Your goal - Can you format every line of the records below as a JSON list of strings, one string per line, leaving out the blank lines?

☆ ☆ ☆ ☆ ☆ ☆ ☆

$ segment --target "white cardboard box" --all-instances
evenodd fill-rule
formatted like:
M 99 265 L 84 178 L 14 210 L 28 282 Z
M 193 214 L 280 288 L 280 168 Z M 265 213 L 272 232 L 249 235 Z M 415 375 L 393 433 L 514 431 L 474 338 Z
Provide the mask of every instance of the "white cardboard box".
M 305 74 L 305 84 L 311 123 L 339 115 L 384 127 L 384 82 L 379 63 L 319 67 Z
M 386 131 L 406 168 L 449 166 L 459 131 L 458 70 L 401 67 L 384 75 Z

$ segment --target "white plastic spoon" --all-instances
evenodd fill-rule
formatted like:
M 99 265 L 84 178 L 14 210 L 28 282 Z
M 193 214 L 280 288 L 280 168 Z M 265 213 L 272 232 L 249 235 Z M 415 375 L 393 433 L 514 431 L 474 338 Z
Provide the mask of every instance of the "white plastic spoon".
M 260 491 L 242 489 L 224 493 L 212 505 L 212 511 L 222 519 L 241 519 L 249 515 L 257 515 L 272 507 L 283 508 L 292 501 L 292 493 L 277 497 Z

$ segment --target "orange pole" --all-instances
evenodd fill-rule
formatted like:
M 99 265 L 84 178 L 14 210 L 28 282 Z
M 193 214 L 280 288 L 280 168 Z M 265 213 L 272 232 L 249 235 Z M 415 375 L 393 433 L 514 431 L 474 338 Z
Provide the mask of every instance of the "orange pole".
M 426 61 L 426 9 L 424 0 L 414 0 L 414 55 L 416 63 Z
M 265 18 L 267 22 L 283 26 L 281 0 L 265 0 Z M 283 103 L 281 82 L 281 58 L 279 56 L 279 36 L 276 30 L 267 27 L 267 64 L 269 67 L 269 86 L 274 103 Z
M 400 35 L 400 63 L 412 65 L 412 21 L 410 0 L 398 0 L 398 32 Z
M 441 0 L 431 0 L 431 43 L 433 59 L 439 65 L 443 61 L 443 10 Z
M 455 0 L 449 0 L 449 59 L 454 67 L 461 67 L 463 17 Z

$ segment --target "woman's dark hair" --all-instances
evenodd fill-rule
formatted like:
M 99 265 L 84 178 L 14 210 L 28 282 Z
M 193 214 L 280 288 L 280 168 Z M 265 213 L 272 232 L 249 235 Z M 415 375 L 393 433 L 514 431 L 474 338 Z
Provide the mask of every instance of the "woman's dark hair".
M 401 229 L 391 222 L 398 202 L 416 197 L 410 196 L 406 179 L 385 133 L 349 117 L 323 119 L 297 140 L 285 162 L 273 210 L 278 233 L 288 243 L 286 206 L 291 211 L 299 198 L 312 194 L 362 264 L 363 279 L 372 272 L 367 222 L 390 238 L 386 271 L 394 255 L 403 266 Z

☆ ☆ ☆ ☆ ☆ ☆ ☆

The solution -
[
  "$ segment --target \"white cardboard box\" --all-instances",
  "evenodd fill-rule",
  "formatted like:",
  "M 99 265 L 84 178 L 14 210 L 28 282 Z",
  "M 193 214 L 280 288 L 280 168 Z M 265 213 L 272 232 L 249 235 Z M 415 375 L 393 433 L 514 431 L 474 338 Z",
  "Provide the mask of every instance of the \"white cardboard box\".",
  "M 305 74 L 305 84 L 311 123 L 339 115 L 384 127 L 384 82 L 379 63 L 319 67 Z",
  "M 386 131 L 406 168 L 449 166 L 459 131 L 458 70 L 401 67 L 384 75 Z",
  "$ segment --target \"white plastic spoon\" --all-instances",
  "evenodd fill-rule",
  "formatted like:",
  "M 99 265 L 84 178 L 14 210 L 28 282 Z",
  "M 193 214 L 280 288 L 280 168 Z M 265 213 L 272 232 L 249 235 Z M 415 375 L 393 433 L 514 431 L 474 338 Z",
  "Provide the mask of every instance of the \"white plastic spoon\".",
  "M 260 491 L 242 489 L 224 493 L 212 505 L 212 511 L 222 519 L 241 519 L 249 515 L 257 515 L 272 507 L 283 508 L 292 501 L 292 493 L 277 497 Z",
  "$ segment --target \"orange pole\" --all-instances",
  "evenodd fill-rule",
  "formatted like:",
  "M 99 265 L 84 178 L 14 210 L 28 282 Z",
  "M 193 214 L 280 288 L 280 168 Z M 265 213 L 272 232 L 249 235 Z M 415 375 L 393 433 L 514 431 L 474 338 Z",
  "Provide the mask of every instance of the \"orange pole\".",
  "M 426 61 L 426 9 L 424 0 L 414 0 L 414 55 L 416 63 Z",
  "M 265 18 L 267 22 L 283 26 L 281 0 L 265 0 Z M 283 103 L 281 82 L 281 58 L 279 56 L 279 36 L 276 30 L 267 27 L 267 64 L 269 67 L 269 86 L 274 103 Z",
  "M 400 35 L 400 63 L 412 65 L 412 21 L 410 0 L 398 0 L 398 32 Z",
  "M 441 0 L 431 0 L 431 43 L 433 59 L 439 65 L 443 61 L 443 10 Z",
  "M 455 0 L 449 0 L 449 59 L 454 67 L 461 67 L 463 17 Z",
  "$ segment --target \"woman's dark hair\" --all-instances",
  "evenodd fill-rule",
  "formatted like:",
  "M 99 265 L 84 178 L 14 210 L 28 282 Z",
  "M 193 214 L 280 288 L 280 168 Z M 265 213 L 272 232 L 249 235 Z M 415 375 L 393 433 L 514 431 L 474 338 Z",
  "Provide the mask of every instance of the \"woman's dark hair\".",
  "M 401 229 L 391 222 L 398 202 L 416 197 L 410 196 L 406 179 L 385 133 L 349 117 L 323 119 L 297 140 L 285 162 L 273 210 L 278 233 L 288 243 L 286 206 L 291 211 L 299 198 L 312 194 L 362 264 L 363 279 L 372 272 L 367 222 L 390 238 L 386 271 L 394 255 L 403 266 Z"
]